▸ Exercise aim
Count the lines in the entries below that contain the string "wall", treating case as significant. Give only the number.

Some entries
------------------------------------------------

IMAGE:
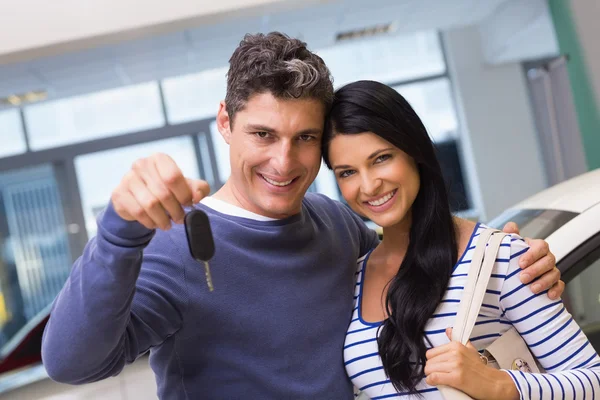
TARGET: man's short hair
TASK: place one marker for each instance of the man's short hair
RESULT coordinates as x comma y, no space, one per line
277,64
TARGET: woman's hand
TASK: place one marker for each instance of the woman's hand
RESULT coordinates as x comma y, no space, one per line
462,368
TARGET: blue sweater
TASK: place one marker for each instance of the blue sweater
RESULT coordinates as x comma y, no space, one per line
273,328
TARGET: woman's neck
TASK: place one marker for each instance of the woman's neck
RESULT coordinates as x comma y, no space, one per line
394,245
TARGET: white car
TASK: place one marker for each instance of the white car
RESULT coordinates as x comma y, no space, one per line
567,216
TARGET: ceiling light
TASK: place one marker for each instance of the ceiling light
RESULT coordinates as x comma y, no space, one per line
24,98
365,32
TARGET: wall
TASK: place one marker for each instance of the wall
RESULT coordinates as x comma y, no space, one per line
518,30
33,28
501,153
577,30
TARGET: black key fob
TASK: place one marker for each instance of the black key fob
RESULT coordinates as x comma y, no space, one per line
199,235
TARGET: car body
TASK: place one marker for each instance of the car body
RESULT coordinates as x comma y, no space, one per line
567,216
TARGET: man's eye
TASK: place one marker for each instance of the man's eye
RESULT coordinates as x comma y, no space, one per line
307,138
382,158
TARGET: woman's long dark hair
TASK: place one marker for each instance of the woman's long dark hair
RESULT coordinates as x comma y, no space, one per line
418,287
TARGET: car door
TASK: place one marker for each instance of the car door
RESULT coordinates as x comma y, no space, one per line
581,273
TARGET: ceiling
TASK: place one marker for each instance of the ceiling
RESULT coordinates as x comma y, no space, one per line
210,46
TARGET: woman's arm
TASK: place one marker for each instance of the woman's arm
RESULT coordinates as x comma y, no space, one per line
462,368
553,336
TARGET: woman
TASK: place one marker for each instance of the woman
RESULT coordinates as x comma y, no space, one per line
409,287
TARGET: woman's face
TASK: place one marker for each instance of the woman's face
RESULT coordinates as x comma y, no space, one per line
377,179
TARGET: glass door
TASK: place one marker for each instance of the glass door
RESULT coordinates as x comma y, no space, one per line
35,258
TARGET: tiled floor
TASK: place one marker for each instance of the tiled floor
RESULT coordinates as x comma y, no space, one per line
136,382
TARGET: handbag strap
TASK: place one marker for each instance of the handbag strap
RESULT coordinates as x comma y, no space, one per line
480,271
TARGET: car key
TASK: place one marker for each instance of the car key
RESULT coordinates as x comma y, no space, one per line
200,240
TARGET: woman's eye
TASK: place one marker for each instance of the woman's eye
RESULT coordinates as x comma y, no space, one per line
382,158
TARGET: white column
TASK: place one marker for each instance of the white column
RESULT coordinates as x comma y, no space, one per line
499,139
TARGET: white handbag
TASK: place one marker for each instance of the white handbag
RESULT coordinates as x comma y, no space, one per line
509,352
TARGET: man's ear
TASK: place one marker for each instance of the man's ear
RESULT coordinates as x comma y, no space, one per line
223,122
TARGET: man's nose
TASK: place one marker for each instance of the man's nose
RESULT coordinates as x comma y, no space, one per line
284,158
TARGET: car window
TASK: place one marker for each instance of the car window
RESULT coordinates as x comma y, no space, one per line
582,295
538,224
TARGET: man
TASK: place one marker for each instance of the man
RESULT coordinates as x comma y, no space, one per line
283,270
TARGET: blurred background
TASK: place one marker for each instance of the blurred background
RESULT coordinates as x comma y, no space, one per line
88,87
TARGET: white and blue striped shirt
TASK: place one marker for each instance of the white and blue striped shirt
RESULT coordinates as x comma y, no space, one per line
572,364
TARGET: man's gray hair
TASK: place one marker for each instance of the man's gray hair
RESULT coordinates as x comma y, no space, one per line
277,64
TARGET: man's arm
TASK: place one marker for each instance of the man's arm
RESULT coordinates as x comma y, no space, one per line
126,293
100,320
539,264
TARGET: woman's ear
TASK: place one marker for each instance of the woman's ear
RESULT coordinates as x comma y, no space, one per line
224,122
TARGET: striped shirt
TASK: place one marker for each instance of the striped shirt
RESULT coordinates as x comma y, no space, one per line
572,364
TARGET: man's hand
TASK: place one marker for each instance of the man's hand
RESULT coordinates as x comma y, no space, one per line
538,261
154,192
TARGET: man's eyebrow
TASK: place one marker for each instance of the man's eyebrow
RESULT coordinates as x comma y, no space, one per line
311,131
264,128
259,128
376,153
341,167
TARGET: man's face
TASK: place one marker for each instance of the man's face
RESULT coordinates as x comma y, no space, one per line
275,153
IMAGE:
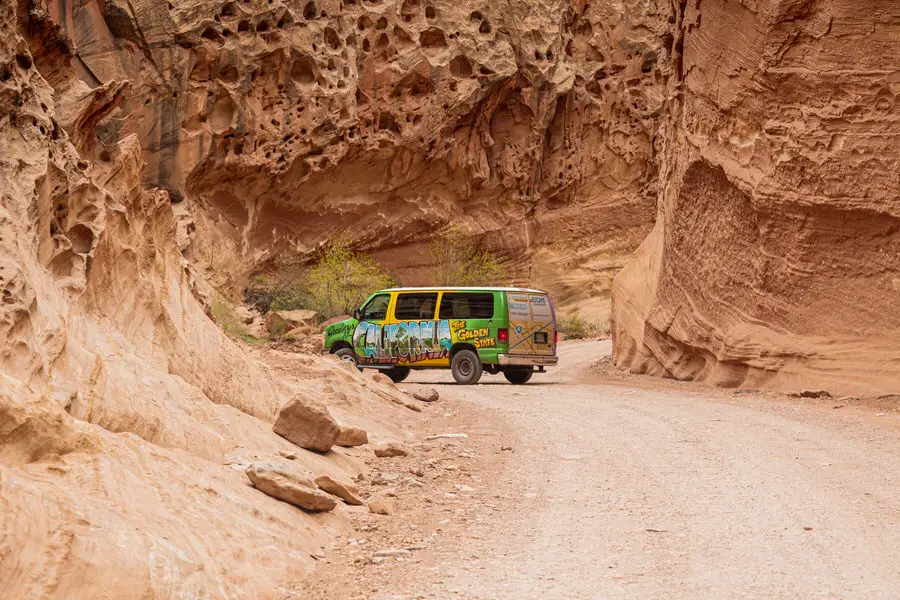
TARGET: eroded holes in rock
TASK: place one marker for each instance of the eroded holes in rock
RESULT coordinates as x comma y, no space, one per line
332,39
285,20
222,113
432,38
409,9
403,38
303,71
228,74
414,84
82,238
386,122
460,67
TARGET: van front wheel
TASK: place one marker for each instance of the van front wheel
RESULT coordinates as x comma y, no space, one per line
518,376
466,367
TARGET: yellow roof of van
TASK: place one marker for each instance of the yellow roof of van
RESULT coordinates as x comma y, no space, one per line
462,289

------------------------------------------------

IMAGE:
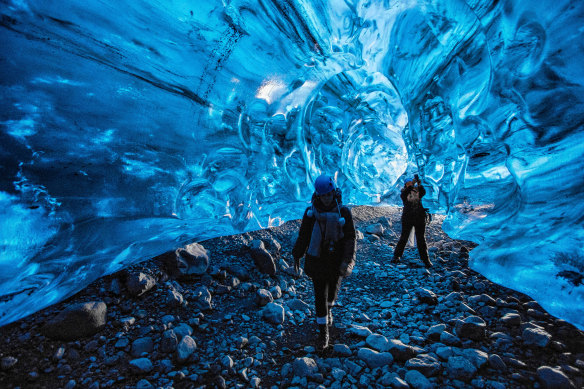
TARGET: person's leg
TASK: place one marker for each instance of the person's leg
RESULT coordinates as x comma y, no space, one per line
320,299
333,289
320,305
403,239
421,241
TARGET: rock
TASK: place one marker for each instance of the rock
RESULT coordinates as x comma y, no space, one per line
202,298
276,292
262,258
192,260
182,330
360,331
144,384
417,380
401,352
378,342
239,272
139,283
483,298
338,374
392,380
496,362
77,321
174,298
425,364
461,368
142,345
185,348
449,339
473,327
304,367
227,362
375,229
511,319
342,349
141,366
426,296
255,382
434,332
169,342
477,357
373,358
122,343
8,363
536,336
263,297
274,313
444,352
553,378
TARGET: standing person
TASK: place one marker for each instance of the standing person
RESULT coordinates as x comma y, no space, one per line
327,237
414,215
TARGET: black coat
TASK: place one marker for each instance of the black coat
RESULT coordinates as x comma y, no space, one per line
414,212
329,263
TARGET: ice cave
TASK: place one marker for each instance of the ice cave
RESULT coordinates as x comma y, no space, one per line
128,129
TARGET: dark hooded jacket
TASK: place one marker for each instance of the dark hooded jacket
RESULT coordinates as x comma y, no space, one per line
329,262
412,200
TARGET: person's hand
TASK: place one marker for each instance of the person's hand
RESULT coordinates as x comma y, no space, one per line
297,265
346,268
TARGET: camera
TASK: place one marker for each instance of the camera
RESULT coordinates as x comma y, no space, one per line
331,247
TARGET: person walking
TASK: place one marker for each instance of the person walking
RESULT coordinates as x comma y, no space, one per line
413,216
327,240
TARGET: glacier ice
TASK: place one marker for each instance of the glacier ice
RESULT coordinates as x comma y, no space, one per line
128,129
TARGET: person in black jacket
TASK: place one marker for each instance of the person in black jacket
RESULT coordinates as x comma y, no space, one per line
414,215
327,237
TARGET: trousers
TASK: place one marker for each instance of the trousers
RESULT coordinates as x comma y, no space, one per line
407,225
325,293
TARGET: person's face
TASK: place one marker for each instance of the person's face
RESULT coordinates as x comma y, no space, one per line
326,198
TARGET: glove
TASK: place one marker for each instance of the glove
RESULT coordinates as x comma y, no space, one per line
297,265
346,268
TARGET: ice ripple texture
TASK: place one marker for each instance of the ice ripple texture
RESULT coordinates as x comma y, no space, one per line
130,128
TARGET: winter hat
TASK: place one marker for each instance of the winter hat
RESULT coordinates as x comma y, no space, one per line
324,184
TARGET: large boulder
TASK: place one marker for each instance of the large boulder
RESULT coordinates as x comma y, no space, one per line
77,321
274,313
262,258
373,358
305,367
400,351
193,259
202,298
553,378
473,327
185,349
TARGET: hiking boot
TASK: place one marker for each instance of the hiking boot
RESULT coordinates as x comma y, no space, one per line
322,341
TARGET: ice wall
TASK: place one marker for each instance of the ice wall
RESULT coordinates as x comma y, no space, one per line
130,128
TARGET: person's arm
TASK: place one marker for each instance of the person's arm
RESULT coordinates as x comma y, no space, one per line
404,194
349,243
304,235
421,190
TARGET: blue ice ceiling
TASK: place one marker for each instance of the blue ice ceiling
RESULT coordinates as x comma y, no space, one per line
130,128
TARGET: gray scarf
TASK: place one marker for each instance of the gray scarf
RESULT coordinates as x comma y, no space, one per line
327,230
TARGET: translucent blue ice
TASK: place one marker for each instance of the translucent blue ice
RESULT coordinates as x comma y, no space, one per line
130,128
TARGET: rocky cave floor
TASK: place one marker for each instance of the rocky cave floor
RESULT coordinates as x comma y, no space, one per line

------------------------------------------------

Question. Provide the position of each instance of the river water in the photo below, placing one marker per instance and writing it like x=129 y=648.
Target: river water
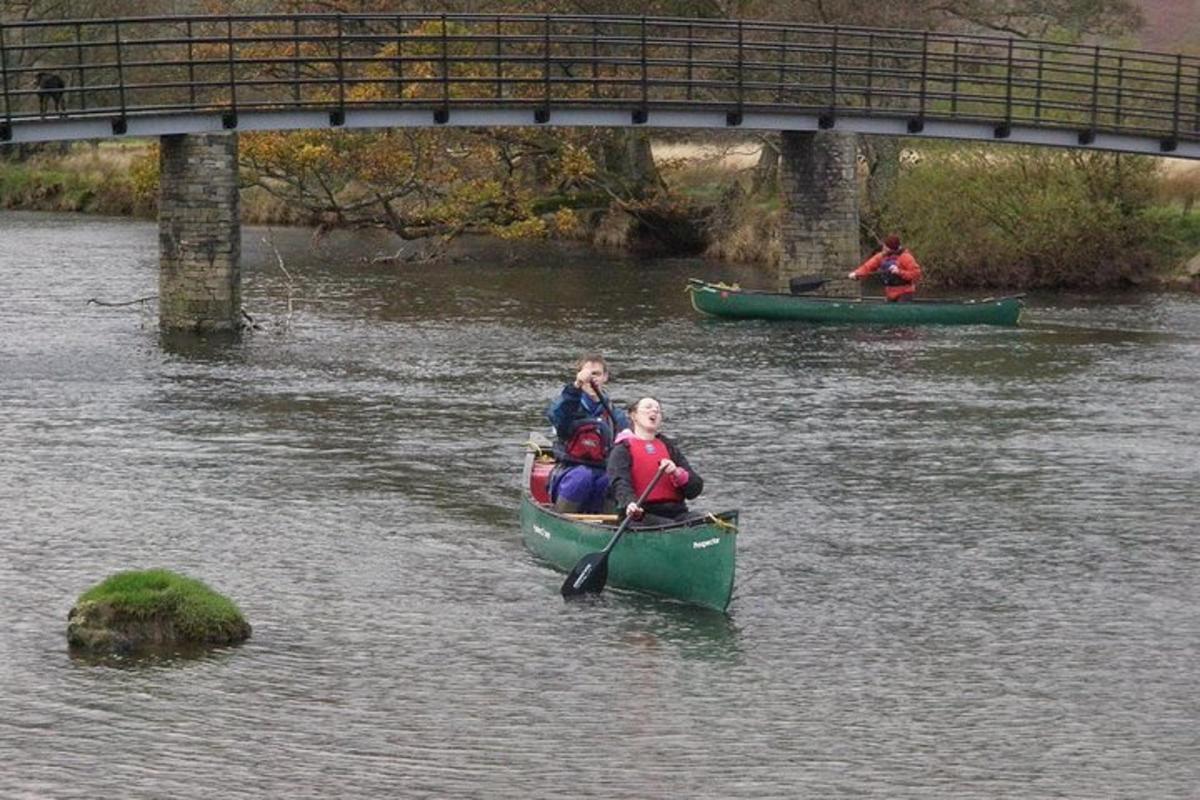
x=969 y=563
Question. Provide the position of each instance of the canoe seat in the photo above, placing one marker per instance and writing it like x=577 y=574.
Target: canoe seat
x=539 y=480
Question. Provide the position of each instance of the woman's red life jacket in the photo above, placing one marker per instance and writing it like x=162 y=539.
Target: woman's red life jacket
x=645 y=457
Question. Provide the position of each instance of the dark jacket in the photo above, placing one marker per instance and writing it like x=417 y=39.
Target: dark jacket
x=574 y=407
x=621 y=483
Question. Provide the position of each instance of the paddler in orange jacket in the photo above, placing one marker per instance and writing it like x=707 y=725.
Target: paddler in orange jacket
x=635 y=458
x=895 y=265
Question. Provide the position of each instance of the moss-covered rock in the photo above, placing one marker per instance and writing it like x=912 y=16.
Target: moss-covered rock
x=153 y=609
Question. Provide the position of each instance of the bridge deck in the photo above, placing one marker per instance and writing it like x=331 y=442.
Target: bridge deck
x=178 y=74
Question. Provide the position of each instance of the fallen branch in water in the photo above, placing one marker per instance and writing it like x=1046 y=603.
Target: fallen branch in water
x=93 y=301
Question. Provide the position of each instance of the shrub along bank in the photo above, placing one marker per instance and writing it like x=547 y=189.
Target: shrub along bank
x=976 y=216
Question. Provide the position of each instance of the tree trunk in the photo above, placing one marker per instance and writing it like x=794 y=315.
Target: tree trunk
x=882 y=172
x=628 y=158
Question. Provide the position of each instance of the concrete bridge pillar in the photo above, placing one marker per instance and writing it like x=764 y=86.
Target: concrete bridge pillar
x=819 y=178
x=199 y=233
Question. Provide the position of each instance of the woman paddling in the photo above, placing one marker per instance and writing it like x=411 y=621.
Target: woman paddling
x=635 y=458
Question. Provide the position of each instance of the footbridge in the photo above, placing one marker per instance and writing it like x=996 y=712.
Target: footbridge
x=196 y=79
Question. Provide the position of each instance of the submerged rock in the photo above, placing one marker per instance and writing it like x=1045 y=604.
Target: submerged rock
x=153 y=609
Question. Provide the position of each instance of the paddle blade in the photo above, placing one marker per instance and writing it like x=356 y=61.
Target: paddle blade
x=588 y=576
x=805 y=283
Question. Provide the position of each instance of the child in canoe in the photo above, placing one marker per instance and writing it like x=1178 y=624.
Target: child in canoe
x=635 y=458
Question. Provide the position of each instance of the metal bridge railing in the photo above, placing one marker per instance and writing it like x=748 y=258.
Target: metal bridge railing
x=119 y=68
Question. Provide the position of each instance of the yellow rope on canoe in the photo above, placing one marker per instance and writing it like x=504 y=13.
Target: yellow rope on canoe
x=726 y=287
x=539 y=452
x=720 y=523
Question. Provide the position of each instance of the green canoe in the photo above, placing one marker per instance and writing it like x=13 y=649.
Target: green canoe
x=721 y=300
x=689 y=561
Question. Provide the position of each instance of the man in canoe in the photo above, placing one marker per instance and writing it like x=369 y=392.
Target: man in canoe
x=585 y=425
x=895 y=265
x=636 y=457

------------------------------------------------

▸ Output
4